What the task requires:
Write out the part of the Silas Smith text below word for word, starting with "Records show there" and going on through "June 28, 1863.".

Quoted passage:
····················
THE PENNSYLVANIA CENTER FOR FOLKLORE
WILLIAM G. POMEROY FOUNDATION 2025
When he enlisted in the Union Army, Silas Smith’s parents gave him a New Testament Bible (also known as a pocket testament) to carry into battle against the Confederate forces. Wounded in battle in the South, Smith died in a Confederate hospital.
Meanwhile, Confederate troops marched to Wrightsville in order to access a mile-long wooden covered bridge over the Susquehanna River. Their goal was to reach Philadelphia and Harrisburg. As the Confederate troops approached Wrightsville, the Smith family, along with other townspeople, fled their homes crossing the bridge to the Susquehanna’s eastern shore. Fighting back the Confederates, Union soldiers followed the townspeople, burning the bridge in their wake and halting the passage of Confederate troops. The Confederates bunked that night in Wrightsville’s abandoned homes. In the morning, they were called back toward York, Pennsylvania and points west. Upon returning to their home, the Smith family was surprised to find that while nothing had been taken or disturbed, lying on a table was the very Bible they had given their son Silas.
Records show there was indeed a man named Silas M. Smith who lived in Wrightsville and fought in the Civil War. Smith was a sergeant in Company I of the 76th Pennsylvania Volunteer Infantry Regiment and saw combat in South Carolina. He was wounded during the assault on Fort Wagner on July 11, 1863, and died of his wounds on July 15 in a Confederate hospital in Columbia, South Carolina. The house in which he lived is noted for Confederate cannonball damage, although it has since been repaired. The Confederate assault on Wrightsville, however, took place on June 28, 1863.
····················
Data extracts:
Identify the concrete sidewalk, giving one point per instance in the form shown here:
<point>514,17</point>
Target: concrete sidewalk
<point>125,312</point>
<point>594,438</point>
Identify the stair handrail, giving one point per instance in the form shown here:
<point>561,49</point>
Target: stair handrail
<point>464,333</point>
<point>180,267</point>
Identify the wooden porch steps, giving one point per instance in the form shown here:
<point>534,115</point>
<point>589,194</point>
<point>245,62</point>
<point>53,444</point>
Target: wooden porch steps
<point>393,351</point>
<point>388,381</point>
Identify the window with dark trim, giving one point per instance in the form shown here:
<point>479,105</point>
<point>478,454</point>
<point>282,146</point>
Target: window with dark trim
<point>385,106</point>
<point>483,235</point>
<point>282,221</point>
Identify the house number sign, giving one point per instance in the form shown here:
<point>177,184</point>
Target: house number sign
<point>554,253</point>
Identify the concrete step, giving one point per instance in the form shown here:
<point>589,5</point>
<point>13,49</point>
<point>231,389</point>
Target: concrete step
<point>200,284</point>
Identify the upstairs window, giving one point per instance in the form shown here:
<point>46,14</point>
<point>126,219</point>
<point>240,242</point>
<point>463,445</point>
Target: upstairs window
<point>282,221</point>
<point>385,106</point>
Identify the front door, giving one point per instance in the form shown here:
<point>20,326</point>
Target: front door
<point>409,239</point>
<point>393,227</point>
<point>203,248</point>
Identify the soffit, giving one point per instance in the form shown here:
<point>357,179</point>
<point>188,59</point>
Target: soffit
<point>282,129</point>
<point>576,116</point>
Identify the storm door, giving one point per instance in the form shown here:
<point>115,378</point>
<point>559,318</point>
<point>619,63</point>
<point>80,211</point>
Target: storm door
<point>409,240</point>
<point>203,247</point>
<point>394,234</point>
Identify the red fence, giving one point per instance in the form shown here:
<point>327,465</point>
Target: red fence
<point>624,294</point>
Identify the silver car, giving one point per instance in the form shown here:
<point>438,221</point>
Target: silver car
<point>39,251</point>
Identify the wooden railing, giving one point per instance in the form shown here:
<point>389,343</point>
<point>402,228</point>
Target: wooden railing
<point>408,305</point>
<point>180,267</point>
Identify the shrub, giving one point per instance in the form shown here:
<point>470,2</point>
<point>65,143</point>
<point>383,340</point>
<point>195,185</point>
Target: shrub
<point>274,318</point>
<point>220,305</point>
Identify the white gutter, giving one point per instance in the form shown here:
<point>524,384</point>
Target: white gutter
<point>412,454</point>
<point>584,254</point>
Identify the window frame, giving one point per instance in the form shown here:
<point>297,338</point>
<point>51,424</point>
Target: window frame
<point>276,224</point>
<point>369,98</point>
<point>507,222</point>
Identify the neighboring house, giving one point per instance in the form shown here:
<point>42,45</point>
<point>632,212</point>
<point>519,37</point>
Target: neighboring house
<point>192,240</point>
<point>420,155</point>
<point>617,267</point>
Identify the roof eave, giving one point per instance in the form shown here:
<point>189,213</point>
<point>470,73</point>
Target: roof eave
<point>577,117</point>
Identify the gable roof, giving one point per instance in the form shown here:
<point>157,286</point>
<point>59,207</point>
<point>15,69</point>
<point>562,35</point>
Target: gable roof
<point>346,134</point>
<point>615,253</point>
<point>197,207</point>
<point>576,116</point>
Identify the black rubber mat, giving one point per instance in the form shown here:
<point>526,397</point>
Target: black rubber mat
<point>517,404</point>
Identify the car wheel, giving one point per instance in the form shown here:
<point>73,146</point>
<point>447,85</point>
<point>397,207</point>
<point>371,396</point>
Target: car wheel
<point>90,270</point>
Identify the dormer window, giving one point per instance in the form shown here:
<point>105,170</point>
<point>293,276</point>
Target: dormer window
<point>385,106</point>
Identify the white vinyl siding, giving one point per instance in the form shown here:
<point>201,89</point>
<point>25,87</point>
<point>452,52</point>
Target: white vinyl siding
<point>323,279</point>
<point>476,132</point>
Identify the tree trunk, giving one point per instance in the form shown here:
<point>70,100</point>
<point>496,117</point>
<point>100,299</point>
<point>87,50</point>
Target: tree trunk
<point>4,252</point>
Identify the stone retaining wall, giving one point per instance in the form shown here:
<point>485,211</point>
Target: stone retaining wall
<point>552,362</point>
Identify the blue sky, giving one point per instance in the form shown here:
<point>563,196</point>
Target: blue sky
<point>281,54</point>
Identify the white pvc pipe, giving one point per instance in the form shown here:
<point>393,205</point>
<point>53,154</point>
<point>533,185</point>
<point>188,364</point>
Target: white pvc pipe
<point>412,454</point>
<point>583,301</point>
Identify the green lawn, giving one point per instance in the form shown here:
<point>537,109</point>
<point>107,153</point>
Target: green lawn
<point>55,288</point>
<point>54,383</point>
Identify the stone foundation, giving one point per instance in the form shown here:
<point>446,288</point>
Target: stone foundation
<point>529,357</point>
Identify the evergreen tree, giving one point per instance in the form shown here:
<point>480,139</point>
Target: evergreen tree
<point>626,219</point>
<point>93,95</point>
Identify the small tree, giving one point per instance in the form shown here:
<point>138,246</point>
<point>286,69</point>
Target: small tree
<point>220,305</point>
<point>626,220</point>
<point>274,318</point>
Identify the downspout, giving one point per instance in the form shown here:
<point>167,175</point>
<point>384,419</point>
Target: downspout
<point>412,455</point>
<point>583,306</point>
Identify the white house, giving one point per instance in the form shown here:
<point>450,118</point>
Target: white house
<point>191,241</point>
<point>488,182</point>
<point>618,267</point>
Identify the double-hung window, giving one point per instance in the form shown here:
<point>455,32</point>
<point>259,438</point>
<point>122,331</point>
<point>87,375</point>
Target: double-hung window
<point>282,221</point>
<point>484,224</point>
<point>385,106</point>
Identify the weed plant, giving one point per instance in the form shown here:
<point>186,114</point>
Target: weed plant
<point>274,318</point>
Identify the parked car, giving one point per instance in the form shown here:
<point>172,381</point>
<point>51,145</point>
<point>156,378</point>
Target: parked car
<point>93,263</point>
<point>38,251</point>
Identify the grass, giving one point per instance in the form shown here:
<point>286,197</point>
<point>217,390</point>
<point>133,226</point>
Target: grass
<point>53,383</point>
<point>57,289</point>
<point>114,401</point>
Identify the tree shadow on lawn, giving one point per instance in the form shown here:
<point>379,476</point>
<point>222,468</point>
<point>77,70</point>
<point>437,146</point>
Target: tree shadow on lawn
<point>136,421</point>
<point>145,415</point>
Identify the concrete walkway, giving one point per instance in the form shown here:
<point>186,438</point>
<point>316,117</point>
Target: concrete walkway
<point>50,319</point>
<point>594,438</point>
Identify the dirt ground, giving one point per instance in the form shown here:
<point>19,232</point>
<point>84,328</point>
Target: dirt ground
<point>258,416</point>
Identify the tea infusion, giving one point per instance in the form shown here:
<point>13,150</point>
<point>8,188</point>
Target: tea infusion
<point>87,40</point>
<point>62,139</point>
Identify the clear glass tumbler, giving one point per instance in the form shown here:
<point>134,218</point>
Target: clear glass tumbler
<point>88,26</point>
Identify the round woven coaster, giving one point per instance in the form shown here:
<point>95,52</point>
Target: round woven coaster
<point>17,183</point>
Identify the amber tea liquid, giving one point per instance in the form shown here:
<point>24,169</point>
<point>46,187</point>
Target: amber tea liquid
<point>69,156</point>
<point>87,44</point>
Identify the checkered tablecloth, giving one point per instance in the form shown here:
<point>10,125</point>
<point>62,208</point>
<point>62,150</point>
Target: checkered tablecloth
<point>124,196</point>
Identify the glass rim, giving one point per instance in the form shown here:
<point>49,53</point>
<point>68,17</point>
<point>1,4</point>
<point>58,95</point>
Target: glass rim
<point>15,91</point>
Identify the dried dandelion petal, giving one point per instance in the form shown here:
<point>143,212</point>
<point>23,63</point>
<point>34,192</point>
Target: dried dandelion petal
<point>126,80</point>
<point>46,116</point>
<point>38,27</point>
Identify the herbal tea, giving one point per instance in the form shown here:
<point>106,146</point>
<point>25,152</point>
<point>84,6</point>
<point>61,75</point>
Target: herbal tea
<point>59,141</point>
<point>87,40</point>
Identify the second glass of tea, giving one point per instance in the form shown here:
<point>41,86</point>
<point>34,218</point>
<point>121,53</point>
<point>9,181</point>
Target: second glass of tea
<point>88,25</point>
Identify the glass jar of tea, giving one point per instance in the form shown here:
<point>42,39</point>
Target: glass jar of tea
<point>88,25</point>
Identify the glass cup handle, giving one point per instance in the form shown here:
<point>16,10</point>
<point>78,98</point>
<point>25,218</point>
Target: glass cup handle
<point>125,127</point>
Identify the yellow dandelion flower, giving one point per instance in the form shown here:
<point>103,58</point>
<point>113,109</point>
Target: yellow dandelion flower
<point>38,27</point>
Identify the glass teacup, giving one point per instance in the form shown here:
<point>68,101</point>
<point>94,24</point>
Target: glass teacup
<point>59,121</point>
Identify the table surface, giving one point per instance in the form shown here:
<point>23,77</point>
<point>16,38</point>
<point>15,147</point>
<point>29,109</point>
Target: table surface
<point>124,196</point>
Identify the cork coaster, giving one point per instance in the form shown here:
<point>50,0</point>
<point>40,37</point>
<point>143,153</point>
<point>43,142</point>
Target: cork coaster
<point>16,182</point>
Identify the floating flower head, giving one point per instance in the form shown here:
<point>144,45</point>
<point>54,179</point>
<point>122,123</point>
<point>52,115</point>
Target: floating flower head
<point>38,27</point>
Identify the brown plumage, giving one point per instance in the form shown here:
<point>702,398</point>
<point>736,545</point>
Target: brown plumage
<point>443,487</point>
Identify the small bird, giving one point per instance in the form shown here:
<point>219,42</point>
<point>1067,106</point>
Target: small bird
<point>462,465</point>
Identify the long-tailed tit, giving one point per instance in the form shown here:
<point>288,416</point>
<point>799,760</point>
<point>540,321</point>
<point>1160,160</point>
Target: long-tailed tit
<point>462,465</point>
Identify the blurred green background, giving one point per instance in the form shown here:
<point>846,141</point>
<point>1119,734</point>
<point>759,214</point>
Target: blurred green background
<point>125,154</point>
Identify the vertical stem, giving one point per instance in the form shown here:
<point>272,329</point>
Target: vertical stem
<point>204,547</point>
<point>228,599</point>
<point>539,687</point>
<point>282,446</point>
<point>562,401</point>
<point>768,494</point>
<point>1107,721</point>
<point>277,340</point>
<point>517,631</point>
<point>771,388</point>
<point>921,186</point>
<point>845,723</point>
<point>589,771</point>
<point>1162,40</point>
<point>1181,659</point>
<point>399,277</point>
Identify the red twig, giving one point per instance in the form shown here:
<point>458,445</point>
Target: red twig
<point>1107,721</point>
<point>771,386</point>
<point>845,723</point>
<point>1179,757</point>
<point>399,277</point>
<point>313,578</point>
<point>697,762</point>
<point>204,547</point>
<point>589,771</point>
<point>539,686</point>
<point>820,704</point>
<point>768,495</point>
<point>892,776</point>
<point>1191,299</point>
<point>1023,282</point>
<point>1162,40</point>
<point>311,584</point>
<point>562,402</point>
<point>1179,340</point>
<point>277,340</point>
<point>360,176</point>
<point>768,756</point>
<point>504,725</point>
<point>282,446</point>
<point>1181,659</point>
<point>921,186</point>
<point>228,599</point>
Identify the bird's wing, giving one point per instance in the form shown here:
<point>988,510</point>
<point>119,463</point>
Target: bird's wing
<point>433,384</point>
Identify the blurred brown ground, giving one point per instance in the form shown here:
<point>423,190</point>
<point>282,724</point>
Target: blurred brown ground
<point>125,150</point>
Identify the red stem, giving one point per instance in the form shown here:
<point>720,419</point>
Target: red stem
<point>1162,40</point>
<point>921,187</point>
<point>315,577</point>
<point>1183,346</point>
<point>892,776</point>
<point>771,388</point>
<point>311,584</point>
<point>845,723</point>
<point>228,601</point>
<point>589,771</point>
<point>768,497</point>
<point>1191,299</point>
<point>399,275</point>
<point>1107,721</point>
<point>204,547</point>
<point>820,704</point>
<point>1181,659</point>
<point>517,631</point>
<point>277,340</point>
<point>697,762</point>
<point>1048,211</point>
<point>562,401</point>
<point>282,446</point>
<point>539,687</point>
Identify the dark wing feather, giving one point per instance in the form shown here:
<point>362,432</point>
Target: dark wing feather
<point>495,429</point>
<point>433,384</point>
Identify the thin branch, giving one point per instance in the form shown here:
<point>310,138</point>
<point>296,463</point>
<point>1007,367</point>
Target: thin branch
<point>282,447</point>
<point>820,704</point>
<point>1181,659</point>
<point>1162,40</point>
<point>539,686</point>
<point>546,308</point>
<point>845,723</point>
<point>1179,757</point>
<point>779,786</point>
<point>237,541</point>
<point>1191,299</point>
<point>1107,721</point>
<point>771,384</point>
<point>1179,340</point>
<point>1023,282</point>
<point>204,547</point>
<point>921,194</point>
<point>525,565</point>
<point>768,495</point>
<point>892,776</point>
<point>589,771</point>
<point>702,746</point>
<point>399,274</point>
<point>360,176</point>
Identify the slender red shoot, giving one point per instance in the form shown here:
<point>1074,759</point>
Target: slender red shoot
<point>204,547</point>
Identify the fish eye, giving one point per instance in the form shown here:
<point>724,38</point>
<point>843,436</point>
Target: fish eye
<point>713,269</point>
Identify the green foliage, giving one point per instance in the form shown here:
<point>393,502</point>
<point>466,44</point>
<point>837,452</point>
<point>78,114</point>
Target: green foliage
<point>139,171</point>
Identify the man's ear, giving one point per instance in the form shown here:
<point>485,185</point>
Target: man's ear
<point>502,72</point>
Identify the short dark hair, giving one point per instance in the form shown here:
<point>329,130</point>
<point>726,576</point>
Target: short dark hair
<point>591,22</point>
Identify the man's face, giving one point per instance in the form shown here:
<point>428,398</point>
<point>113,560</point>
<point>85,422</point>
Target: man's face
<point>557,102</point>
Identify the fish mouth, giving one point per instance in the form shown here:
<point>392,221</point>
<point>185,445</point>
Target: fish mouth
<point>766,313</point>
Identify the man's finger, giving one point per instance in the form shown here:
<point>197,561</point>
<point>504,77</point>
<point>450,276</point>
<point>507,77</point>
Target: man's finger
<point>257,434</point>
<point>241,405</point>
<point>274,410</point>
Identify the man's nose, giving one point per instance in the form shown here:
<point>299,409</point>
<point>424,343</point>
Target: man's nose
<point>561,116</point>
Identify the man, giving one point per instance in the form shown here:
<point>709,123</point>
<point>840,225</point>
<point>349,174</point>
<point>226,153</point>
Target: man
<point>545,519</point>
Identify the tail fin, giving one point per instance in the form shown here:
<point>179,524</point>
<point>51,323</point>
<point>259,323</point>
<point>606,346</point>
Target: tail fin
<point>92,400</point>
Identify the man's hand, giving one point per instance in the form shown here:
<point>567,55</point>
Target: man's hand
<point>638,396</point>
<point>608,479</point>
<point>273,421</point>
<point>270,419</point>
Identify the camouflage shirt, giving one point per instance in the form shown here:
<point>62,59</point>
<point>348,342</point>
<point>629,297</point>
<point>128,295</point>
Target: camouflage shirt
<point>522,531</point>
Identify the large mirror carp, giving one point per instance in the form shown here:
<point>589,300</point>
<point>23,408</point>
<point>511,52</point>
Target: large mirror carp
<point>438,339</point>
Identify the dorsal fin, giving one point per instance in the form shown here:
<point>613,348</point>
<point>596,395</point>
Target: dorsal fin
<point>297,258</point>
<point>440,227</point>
····················
Answer to this exercise:
Records show there was indeed a man named Silas M. Smith who lived in Wrightsville and fought in the Civil War. Smith was a sergeant in Company I of the 76th Pennsylvania Volunteer Infantry Regiment and saw combat in South Carolina. He was wounded during the assault on Fort Wagner on July 11, 1863, and died of his wounds on July 15 in a Confederate hospital in Columbia, South Carolina. The house in which he lived is noted for Confederate cannonball damage, although it has since been repaired. The Confederate assault on Wrightsville, however, took place on June 28, 1863.